━━━━━ EXTRAIT À LIRE ━━━━━

Date : 20040811
Dossier : IMM-6701-03
Référence : 2004 CF 1115
Toronto (Ontario), le 11 août 2004
Présent : Monsieur le juge Blais
ENTRE :
SERDAR KAYAN
DIDEM YAGCI
partie demanderesse
et
LE MINISTRE DE LA CITOYENNETÉ ET DE L'IMMIGRATION
partie défenderesse
MOTIFS DE L'ORDONNANCE ET ORDONNANCE
[1] Il s'agit d'une demande de contrôle judiciaire d'une décision rendue le 1er août 2003 par la Section de protection des réfugiés qui ne reconnaissait pas à M. Serdar Kayan ni à son épouse Mme Didem Yagci (demandeurs) la qualité de réfugiés au sens de la Convention ni de personnes à protéger aux termes des articles 96 et 97 respectivement de la Loi sur l'immigration et la protection des réfugiés, L.C. 2001, ch. 27 (Loi).

━━━━━ EXTRAITS DE DONNÉES ━━━━━

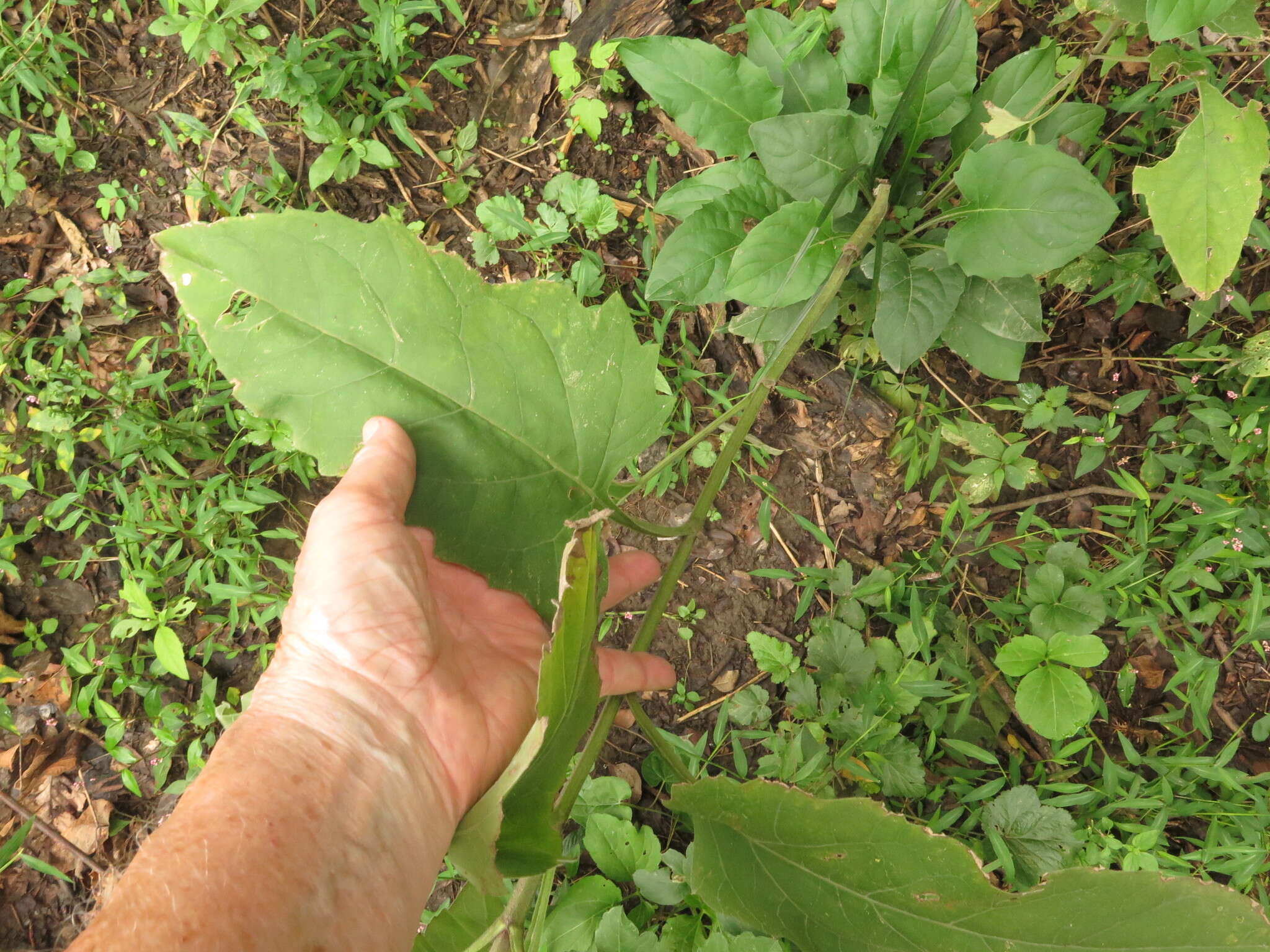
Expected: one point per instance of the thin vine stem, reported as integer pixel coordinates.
(752, 403)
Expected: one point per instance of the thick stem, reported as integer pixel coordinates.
(752, 403)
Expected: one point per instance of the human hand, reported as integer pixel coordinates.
(378, 619)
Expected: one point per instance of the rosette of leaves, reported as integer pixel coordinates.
(760, 229)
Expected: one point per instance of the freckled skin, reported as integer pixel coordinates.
(401, 691)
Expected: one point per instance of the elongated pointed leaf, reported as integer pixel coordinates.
(883, 43)
(760, 272)
(846, 876)
(713, 95)
(814, 82)
(1028, 209)
(1203, 197)
(528, 842)
(1169, 19)
(522, 404)
(807, 154)
(1018, 86)
(915, 304)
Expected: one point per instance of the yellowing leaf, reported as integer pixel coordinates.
(1203, 197)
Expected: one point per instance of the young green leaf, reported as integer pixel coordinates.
(619, 847)
(1077, 650)
(884, 42)
(985, 351)
(171, 653)
(845, 876)
(750, 192)
(915, 302)
(761, 270)
(1018, 87)
(1008, 307)
(1054, 701)
(1028, 209)
(1020, 655)
(572, 923)
(456, 927)
(383, 325)
(693, 265)
(814, 82)
(807, 154)
(1203, 197)
(1041, 838)
(711, 95)
(1169, 19)
(1080, 611)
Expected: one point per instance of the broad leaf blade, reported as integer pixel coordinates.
(915, 304)
(1169, 19)
(846, 876)
(807, 154)
(693, 266)
(809, 84)
(884, 43)
(518, 399)
(713, 95)
(1203, 197)
(765, 270)
(1028, 209)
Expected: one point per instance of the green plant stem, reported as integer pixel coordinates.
(540, 912)
(659, 744)
(680, 451)
(752, 403)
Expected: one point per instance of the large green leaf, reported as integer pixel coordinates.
(1054, 701)
(807, 154)
(1203, 197)
(1028, 209)
(693, 266)
(528, 842)
(1169, 19)
(882, 46)
(810, 83)
(1018, 87)
(985, 351)
(454, 930)
(916, 299)
(763, 271)
(846, 876)
(1008, 307)
(713, 95)
(744, 182)
(518, 399)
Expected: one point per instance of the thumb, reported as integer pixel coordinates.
(381, 474)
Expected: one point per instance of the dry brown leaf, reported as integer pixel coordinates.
(726, 682)
(1148, 669)
(631, 776)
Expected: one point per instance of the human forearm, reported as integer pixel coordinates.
(319, 835)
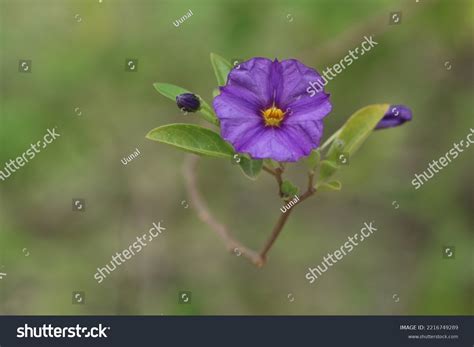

━━━━━

__CONSIGNES__:
1. Reproduisez fidèlement le passage de la décision qui s'ouvre sur les mots « Date : 20040811 » et se clôt sur « ch. 27 (Loi). ».
2. Répondez aux questions suivantes d'après la décision :
(a) Quel juge est indiqué comme présent ?
(b) À quelle date la Section de protection des réfugiés a-t-elle rendu la décision visée par la demande de contrôle judiciaire ?
(c) Dans quelle ville la décision a-t-elle été rendue ?

__RÉPONSES COMPLÈTES__:
1.
Date : 20040811
Dossier : IMM-6701-03
Référence : 2004 CF 1115
Toronto (Ontario), le 11 août 2004
Présent : Monsieur le juge Blais
ENTRE :
SERDAR KAYAN
DIDEM YAGCI
partie demanderesse
et
LE MINISTRE DE LA CITOYENNETÉ ET DE L'IMMIGRATION
partie défenderesse
MOTIFS DE L'ORDONNANCE ET ORDONNANCE
[1] Il s'agit d'une demande de contrôle judiciaire d'une décision rendue le 1er août 2003 par la Section de protection des réfugiés qui ne reconnaissait pas à M. Serdar Kayan ni à son épouse Mme Didem Yagci (demandeurs) la qualité de réfugiés au sens de la Convention ni de personnes à protéger aux termes des articles 96 et 97 respectivement de la Loi sur l'immigration et la protection des réfugiés, L.C. 2001, ch. 27 (Loi).

2.
(a) Monsieur le juge Blais.
(b) Le 1er août 2003.
(c) À Toronto (Ontario).